Pull out each line of the records below that contains the string "poinsettia", matching case exactly.

-- SOURCE RECORDS --
=======

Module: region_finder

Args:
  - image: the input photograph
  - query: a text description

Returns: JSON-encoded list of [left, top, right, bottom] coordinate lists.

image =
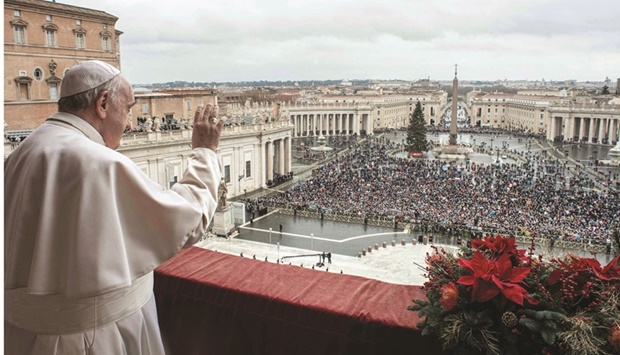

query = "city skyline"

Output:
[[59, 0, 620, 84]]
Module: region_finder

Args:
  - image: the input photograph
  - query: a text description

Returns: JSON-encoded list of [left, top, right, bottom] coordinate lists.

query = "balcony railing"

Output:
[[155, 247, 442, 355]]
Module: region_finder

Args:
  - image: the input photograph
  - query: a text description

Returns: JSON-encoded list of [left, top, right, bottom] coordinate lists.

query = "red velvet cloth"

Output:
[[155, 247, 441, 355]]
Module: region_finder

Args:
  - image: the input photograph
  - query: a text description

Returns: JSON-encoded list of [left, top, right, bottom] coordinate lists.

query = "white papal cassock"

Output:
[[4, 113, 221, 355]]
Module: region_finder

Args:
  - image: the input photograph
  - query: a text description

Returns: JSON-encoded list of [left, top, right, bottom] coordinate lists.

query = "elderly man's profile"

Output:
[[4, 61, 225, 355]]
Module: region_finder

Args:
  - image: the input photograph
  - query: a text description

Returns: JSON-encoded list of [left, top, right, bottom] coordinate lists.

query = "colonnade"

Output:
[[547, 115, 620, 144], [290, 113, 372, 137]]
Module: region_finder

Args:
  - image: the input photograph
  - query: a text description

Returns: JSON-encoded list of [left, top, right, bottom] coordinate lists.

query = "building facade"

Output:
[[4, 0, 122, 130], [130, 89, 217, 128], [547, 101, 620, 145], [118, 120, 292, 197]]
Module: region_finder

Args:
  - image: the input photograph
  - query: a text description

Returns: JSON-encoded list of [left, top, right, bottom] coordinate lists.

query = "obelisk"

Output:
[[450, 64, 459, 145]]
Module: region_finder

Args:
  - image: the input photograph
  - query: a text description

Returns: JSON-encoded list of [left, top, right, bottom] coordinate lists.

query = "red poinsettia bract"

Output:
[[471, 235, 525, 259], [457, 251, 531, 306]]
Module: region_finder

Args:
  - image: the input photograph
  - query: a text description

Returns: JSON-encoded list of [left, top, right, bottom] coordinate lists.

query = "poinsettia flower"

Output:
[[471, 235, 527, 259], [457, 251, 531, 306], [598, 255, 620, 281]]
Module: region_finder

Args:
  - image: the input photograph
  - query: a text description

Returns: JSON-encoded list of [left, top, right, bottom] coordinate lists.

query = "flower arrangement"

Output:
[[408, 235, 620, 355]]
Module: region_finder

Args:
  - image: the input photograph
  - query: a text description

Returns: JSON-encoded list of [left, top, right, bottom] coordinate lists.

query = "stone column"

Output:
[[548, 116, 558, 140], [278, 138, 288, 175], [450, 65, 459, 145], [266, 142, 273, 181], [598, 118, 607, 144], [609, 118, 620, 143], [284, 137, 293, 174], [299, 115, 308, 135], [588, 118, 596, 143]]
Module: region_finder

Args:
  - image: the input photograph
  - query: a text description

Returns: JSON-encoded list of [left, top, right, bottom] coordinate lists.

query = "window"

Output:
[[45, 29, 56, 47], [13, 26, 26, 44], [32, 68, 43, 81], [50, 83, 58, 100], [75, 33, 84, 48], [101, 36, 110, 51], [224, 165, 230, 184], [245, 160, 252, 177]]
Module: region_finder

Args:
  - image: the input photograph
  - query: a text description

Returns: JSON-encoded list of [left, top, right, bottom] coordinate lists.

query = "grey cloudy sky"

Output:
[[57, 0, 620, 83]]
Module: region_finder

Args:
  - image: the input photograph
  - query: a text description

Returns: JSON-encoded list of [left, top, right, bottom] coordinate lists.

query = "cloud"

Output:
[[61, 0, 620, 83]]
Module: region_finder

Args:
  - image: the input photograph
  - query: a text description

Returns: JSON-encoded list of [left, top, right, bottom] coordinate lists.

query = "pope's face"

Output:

=======

-- ANSWER TO THIS TASK --
query = "red poinsettia bract"
query = "poinsettia flower"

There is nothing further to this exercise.